[Image point grounding data]
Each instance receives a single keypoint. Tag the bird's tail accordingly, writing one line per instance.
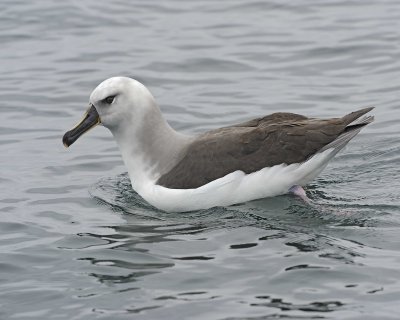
(354, 123)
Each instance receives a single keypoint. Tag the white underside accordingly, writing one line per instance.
(236, 187)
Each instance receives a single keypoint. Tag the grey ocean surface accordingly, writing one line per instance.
(77, 243)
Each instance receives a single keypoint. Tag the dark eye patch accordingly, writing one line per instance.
(109, 99)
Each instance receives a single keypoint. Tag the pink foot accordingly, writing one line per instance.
(299, 191)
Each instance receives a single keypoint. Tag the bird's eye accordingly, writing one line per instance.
(109, 99)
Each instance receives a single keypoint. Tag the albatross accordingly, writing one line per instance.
(264, 157)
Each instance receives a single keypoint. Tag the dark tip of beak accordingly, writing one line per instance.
(90, 120)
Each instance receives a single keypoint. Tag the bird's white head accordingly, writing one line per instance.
(119, 99)
(116, 102)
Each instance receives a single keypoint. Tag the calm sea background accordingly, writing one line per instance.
(77, 243)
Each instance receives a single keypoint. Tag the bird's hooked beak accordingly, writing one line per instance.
(90, 119)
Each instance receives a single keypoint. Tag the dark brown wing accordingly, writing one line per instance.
(253, 145)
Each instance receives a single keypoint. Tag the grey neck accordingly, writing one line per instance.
(152, 148)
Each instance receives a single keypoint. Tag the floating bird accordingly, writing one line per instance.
(263, 157)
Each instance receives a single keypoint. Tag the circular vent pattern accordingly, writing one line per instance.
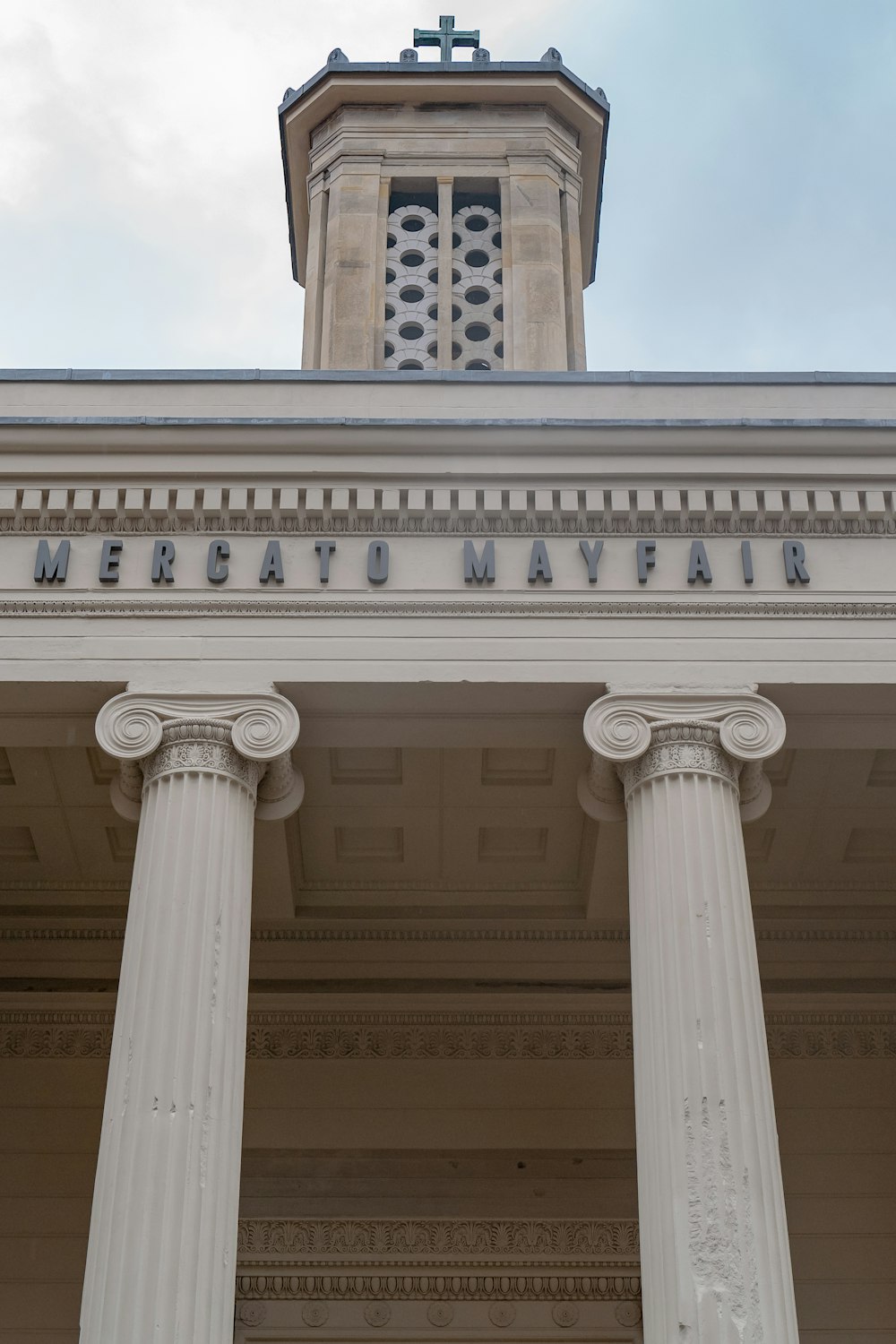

Work required: The output must match the records word for word, except that no pictures appear.

Answer for this exercise:
Each instance receives a single keypoint. Tag the bird's tail accordingly, writing one line per instance.
(354, 123)
Each instance receives a single keypoint. Tag the white underside accordingly, writing one line per instance.
(236, 187)
Each instance receives a single keypoint. Tag the grey ocean surface accordingly, writing one line per instance.
(77, 243)
Each instance receives a single keypoint. Tag the dark eye patch accordingly, writing one line per instance.
(109, 99)
Each instance receives a single keypoint. Tag the pink foot accordingly, writing one line per instance.
(299, 191)
Each instance receives a single keypoint. Tag the bird's eye accordingly, writing one line per instance.
(109, 99)
Each instance receives a single keypoint. Tag the albatross accordingly, writing one line per instance.
(264, 157)
Each instance receives a single keypoint. Tag the dark tip of beak accordingly, writing one line per instance.
(90, 120)
Each instance receives a single keypoint. Tag the bird's white head accordingly, writing one line per instance.
(119, 99)
(116, 102)
Each instance receives a single keypoint. Tag the calm sea background accordingly, writing one line per instance.
(77, 243)
Each instance receives a single keypoint. Tag the bird's hooked beak accordingly, writing one line per instance.
(90, 119)
Each instance receives a single keypoint. Tag the dark brown wing accordingly, writing one line per instance.
(253, 145)
Each instance receives a single keypoint. Tag the grey neck accordingly, writing one line per instance.
(152, 148)
Each instance receives a single keypoint. Tag the floating bird accordingly, writing one line per instance.
(263, 157)
Each instance receives a single keypoint. Tag the circular vent pattern accordingly, writing one line per instance.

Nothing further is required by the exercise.